GIVEN TASK:
Tally the lines of the records below that contain the string "with", and give only the number.

DATA LINES:
>> Begin

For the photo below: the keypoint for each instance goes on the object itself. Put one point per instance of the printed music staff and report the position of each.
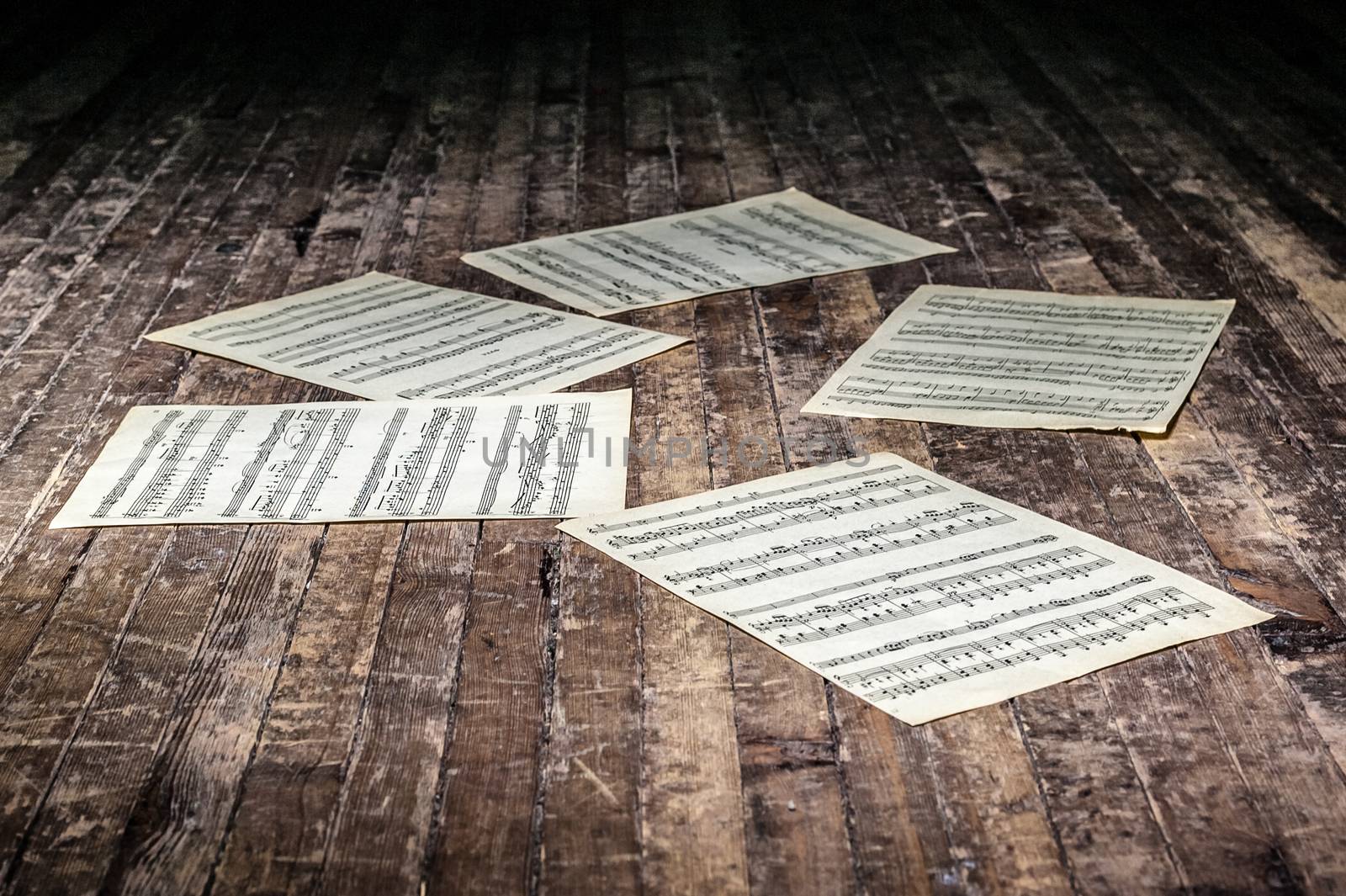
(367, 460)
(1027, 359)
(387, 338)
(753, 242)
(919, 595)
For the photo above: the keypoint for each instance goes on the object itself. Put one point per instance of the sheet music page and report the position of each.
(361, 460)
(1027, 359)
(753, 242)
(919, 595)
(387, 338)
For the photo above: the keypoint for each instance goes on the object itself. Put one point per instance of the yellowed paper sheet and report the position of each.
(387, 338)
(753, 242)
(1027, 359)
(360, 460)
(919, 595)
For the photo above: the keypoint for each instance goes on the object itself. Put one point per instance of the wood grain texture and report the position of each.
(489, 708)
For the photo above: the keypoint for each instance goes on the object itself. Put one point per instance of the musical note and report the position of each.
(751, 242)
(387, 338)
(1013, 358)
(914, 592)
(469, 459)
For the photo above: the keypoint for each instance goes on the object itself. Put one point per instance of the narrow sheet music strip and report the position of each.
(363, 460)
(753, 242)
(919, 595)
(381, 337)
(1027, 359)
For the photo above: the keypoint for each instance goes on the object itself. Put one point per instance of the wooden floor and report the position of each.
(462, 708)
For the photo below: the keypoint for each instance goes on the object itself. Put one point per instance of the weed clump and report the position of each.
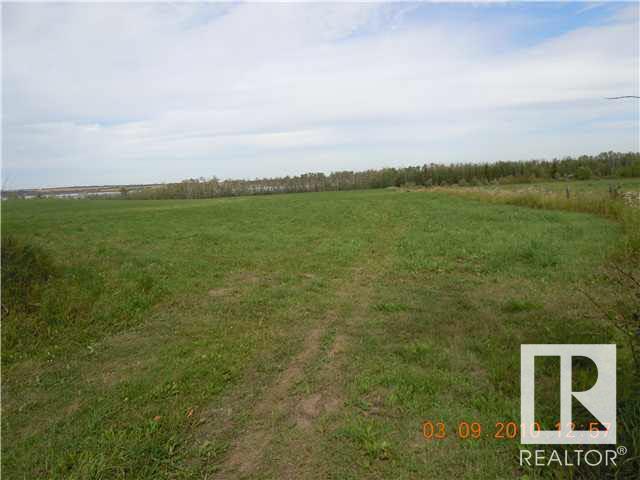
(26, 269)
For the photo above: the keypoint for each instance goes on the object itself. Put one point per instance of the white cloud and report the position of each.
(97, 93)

>> End
>> Begin

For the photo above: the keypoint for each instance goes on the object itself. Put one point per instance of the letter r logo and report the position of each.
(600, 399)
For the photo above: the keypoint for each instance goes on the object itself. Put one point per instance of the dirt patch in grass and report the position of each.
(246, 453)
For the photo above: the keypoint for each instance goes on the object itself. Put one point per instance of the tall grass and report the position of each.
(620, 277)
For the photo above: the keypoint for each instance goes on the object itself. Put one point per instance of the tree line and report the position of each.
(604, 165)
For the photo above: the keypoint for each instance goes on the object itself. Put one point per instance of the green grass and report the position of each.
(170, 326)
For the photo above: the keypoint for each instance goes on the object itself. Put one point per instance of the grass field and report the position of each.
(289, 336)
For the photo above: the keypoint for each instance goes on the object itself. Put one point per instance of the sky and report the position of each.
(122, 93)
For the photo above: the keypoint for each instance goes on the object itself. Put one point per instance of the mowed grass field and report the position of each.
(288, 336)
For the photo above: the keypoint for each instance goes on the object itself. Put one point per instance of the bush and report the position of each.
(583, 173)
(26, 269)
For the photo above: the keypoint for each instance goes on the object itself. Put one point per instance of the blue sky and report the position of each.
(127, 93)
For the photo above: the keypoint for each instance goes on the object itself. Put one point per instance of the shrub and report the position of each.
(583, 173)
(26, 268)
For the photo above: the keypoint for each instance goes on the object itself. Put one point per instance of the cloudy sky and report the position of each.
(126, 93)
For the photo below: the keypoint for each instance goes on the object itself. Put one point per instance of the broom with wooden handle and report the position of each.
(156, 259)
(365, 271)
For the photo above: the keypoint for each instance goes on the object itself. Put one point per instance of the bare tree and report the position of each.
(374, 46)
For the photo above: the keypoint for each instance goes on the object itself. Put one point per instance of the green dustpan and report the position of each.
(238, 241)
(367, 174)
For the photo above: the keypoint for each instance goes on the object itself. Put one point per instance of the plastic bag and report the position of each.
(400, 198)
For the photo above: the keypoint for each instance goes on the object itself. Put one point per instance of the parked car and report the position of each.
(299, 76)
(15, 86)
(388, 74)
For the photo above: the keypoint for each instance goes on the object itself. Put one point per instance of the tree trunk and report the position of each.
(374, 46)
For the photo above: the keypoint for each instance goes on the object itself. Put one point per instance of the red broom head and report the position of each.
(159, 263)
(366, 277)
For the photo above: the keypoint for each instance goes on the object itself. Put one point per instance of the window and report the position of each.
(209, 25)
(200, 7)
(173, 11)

>> End
>> Begin

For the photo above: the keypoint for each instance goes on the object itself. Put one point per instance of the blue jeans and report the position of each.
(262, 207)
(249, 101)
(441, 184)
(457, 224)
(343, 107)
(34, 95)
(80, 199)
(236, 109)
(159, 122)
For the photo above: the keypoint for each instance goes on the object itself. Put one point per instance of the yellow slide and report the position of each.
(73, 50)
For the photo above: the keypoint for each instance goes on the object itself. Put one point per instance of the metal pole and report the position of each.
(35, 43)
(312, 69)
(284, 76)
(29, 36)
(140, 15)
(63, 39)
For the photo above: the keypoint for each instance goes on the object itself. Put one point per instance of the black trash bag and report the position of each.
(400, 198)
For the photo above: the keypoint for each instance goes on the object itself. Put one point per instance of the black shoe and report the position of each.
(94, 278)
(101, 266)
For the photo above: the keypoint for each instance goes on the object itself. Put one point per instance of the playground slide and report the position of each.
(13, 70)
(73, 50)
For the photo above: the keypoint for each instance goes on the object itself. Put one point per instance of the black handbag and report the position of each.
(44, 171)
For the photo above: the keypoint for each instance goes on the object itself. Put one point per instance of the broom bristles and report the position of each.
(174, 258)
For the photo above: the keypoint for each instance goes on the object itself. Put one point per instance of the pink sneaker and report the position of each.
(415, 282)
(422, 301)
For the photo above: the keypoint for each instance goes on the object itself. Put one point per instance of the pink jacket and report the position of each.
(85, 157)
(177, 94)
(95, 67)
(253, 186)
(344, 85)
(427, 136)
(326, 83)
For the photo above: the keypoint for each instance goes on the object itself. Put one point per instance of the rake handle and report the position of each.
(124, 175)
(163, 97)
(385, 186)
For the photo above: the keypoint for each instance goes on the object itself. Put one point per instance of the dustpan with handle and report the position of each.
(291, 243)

>> End

SOLUTION BELOW:
2